### Short task
Each entry below is to be transcribed exactly.

━━━━━━━━━━━━━━━━

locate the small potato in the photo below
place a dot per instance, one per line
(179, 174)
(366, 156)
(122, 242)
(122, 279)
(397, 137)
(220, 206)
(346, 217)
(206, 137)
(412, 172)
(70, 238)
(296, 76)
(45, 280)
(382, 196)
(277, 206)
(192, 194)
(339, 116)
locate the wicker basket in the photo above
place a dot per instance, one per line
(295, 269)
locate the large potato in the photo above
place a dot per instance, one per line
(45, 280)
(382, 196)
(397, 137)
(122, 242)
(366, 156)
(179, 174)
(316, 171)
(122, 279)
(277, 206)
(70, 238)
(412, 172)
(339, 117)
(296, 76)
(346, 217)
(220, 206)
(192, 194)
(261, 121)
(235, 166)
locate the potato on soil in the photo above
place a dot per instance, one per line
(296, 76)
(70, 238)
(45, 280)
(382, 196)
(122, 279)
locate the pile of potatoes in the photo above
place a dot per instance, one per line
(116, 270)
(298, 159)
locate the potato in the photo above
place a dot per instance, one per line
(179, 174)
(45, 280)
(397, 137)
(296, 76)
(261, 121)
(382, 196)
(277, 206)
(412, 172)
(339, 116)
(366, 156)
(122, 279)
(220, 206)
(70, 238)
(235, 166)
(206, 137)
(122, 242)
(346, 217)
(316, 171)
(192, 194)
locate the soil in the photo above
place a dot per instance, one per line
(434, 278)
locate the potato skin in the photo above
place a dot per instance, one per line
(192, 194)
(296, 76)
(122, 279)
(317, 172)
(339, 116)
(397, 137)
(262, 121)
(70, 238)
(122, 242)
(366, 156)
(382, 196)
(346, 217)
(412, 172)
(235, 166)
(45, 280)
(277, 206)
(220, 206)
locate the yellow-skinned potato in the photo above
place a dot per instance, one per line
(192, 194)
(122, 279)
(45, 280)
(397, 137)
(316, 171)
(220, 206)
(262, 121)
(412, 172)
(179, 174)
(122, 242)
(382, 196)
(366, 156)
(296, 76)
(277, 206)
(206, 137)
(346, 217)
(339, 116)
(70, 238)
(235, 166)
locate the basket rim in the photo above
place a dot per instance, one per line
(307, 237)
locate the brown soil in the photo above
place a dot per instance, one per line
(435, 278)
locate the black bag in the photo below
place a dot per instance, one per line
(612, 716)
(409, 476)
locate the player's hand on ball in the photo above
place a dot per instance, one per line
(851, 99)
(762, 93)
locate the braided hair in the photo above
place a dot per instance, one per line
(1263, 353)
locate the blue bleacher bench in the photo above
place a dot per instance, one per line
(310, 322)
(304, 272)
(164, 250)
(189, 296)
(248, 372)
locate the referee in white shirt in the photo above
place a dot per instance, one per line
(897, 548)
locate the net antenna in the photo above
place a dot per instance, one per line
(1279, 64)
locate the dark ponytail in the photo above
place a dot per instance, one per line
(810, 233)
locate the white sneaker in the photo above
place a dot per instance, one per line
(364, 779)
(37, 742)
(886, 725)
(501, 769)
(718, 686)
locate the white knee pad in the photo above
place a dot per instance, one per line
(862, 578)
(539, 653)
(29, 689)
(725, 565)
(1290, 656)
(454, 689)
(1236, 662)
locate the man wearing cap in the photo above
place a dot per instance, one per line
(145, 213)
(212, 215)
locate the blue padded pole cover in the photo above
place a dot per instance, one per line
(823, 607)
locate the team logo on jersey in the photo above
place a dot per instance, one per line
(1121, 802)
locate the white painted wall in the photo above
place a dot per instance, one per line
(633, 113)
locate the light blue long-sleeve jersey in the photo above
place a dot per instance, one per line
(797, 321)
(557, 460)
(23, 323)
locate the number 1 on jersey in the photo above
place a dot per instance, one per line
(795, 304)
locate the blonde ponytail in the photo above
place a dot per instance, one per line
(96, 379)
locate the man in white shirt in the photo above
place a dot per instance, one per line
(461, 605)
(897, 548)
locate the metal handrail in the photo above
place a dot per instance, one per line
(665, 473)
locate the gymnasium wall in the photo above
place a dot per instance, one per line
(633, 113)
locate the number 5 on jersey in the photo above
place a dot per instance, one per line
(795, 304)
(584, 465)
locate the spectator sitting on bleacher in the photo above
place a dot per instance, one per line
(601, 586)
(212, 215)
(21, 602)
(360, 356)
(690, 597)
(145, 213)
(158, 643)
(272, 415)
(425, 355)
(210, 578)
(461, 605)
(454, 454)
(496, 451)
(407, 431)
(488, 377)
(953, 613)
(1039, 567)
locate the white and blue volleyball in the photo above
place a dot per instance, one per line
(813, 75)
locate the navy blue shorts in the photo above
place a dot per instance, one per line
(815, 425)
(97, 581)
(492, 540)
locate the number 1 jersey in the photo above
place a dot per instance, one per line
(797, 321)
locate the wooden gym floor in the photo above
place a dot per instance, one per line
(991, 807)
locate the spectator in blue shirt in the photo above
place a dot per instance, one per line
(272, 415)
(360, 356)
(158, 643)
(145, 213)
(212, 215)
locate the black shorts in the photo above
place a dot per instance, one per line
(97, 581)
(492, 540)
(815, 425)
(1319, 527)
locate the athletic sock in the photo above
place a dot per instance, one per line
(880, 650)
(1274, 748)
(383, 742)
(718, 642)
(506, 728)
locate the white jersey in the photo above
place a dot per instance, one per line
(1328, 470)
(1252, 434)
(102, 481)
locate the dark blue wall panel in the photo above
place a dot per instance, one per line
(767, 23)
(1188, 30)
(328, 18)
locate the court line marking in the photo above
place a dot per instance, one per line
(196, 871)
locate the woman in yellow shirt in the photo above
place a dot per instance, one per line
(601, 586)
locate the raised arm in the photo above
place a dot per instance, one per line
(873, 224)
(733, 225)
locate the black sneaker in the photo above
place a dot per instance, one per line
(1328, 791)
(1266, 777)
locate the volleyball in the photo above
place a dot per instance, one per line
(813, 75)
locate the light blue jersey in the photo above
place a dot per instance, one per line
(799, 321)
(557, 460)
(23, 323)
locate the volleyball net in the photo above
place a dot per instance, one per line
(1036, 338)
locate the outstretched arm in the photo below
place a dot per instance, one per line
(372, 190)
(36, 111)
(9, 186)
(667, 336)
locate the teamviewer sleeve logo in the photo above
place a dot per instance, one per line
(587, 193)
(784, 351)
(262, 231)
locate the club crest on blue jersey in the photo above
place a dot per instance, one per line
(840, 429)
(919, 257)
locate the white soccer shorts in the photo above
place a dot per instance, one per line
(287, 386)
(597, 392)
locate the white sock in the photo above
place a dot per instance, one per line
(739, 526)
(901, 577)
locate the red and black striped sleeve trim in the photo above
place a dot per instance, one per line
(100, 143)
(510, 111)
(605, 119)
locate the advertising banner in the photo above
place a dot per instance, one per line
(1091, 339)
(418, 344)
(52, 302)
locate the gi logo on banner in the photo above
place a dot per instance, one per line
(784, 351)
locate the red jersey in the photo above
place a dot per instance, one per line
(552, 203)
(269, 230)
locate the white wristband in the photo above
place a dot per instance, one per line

━━━━━━━━━━━━━━━━

### In response
locate the small potato in the photo below
place a dot per instance, one per line
(179, 174)
(366, 156)
(122, 242)
(122, 279)
(397, 137)
(220, 206)
(346, 217)
(206, 137)
(412, 172)
(70, 238)
(296, 76)
(45, 280)
(382, 196)
(277, 206)
(192, 194)
(339, 116)
locate the wicker basket in the photo above
place a dot per instance, one per line
(295, 269)
locate the large potato in the photo above
place a dot per instance, one per line
(45, 280)
(382, 196)
(397, 137)
(122, 242)
(366, 156)
(179, 174)
(316, 171)
(122, 279)
(277, 206)
(70, 238)
(412, 172)
(339, 117)
(296, 76)
(346, 217)
(220, 206)
(192, 194)
(261, 121)
(235, 166)
locate the potato on soil in the photo above
place a dot per instance, one per line
(296, 76)
(70, 238)
(45, 280)
(382, 196)
(122, 279)
locate the pile of potatoes in the photo above
place a dot per instance, one per line
(116, 270)
(298, 159)
locate the potato in the photo above
place a dot per instance, one per line
(179, 174)
(45, 280)
(397, 137)
(296, 76)
(261, 121)
(382, 196)
(277, 206)
(412, 172)
(339, 116)
(366, 156)
(122, 279)
(220, 206)
(70, 238)
(235, 166)
(206, 137)
(122, 242)
(346, 217)
(316, 171)
(192, 194)
locate the soil in the photo above
place a dot per instance, one per line
(434, 278)
locate the potato skin in the photo above
place a dot per instance, one per line
(192, 194)
(296, 76)
(122, 279)
(317, 172)
(339, 116)
(397, 137)
(262, 121)
(70, 238)
(122, 242)
(366, 156)
(382, 196)
(346, 217)
(412, 172)
(235, 166)
(45, 280)
(277, 206)
(220, 206)
locate the yellow-skinned potato in the photo above
place a dot per instance, one per line
(192, 194)
(122, 279)
(45, 280)
(397, 137)
(316, 171)
(220, 206)
(262, 121)
(412, 172)
(179, 174)
(122, 242)
(382, 196)
(366, 156)
(296, 76)
(277, 206)
(206, 137)
(346, 217)
(339, 116)
(70, 238)
(235, 166)
locate the basket rim in the photo above
place a dot per instance, one per line
(307, 237)
locate the brown soil in the photo above
place a dot per instance, one per line
(435, 278)
locate the black bag in the photo below
place a dot per instance, one per line
(612, 716)
(409, 476)
locate the player's hand on ball in the photo above
place a dot per instance, one per line
(851, 99)
(762, 93)
locate the braided hair in the photo above
place a dot per instance, one per line
(1263, 353)
locate the blue bleacher bench in the photo above
place a dot per instance, one per line
(310, 322)
(304, 272)
(164, 250)
(189, 296)
(248, 372)
locate the referee in white shirt in the photo above
place a dot per instance, one per line
(897, 548)
locate the net antenna in the photo above
place a dot per instance, one per line
(1279, 64)
locate the dark ponytail in the photo above
place a dot per instance, one per line
(810, 233)
locate the white sneaker in the photo above
place a dot per instance, one per line
(364, 779)
(37, 742)
(886, 725)
(501, 769)
(718, 686)
locate the white knee pad in the photo above
place a dot per instance, one per line
(862, 578)
(539, 653)
(29, 689)
(725, 565)
(1290, 656)
(454, 689)
(1236, 662)
locate the man wearing cap in the photo above
place a dot per instance, one per line
(145, 213)
(212, 215)
locate the blue padded pole cover in the photo above
place a dot per instance, one per line
(823, 607)
locate the team logo on jersey in the photo above
place a dot per instance, one per line
(1121, 802)
locate the white painted wall in the photo above
place a dot per instance, one per line
(633, 113)
locate the light blue long-sleeve jersey in the photo above
place a dot per instance, one per line
(797, 321)
(557, 460)
(23, 323)
locate the number 1 on jersey in the photo above
place a dot per instance, one per line
(795, 304)
locate the blonde ponytail in the photo above
place a dot per instance, one per line
(96, 379)
locate the man in white shirt in the photo above
place a dot per instance, one per line
(461, 605)
(897, 548)
locate the metal handrail in the photo above
place a dot per instance, one per line
(665, 473)
locate the gymnasium wall in the photo above
place a dot per instance, one per line
(633, 113)
locate the number 5 on jersey in the photo above
place a dot per instance, one per line
(795, 304)
(584, 465)
locate the spectator sitting on bleacher in the photo above
place a dot per instance, one per line
(601, 586)
(212, 215)
(21, 602)
(360, 356)
(690, 597)
(145, 213)
(158, 643)
(272, 415)
(425, 355)
(210, 578)
(461, 605)
(454, 454)
(496, 451)
(407, 431)
(488, 377)
(953, 613)
(1039, 567)
locate the white and blue volleyball in the photo above
place a dot per instance, one per line
(813, 75)
locate the navy blue shorts in the photo above
place a dot per instance, one per line
(815, 425)
(97, 581)
(492, 540)
locate the number 1 jersey in the photo above
place a dot per instance, one per line
(797, 321)
locate the wooden gym floor in the photo above
place a dot per instance, one per line
(991, 807)
locate the spectator in blue shirt in the photo above
place a dot per instance, one per line
(272, 415)
(360, 356)
(158, 643)
(145, 213)
(212, 215)
locate the black shorts in the photo above
place a dot per instance, one per line
(97, 581)
(492, 540)
(815, 425)
(1319, 527)
locate the athletic sock in the photo above
place a dot per instance, one per line
(880, 650)
(1274, 748)
(383, 742)
(718, 642)
(506, 728)
locate the white jersey in the photo above
place a dot per instance, one per line
(1328, 470)
(1252, 434)
(102, 481)
locate the dark blue wall panel in the photo above
place a dot per instance, one per line
(767, 23)
(1188, 30)
(328, 18)
locate the court line marking in the photo above
place a dot per instance, one per line
(196, 871)
locate the woman in yellow shirt in the photo above
place a dot per instance, one per line
(601, 586)
locate the raised arm in the photo above
place a dot per instance, one per line
(873, 224)
(733, 225)
locate the black sneaker in the photo above
place a dot per instance, one per line
(1328, 791)
(1266, 777)
locate the volleyball in the photo above
place a dot per instance, one per line
(813, 75)
locate the light blue jersey in the photo above
place a dot per instance, one per line
(799, 321)
(557, 460)
(23, 323)
locate the volleyball net in the photo above
place a dot per instance, one per line
(1036, 338)
locate the outstretched arm in the photo below
place a dot per instance, one per line
(372, 190)
(36, 111)
(9, 186)
(667, 336)
locate the teamviewer sleeve logo in the photo above
place a dot per instance, one per line
(587, 193)
(784, 351)
(262, 231)
locate the club crest on blue jersey in the photo above
place a dot per instance, one per line
(840, 429)
(919, 257)
locate the white soccer shorts in the photo above
place a dot per instance, one per line
(287, 386)
(597, 392)
locate the white sock in the photo above
place a dot per instance, one per line
(739, 526)
(901, 577)
locate the red and black striped sleeve trim in the photo above
place a dot per instance, one per line
(100, 143)
(510, 111)
(605, 119)
locate the advertising banner in the photo above
place a dot per instance, one per line
(1091, 339)
(418, 344)
(52, 302)
locate the gi logo on banner in the photo above
place a dot per instance, one per line
(784, 351)
locate the red jersey in the photo above
place a dot per instance, one per line
(552, 203)
(269, 230)
locate the white wristband in the photo above
place a dot per instance, one per line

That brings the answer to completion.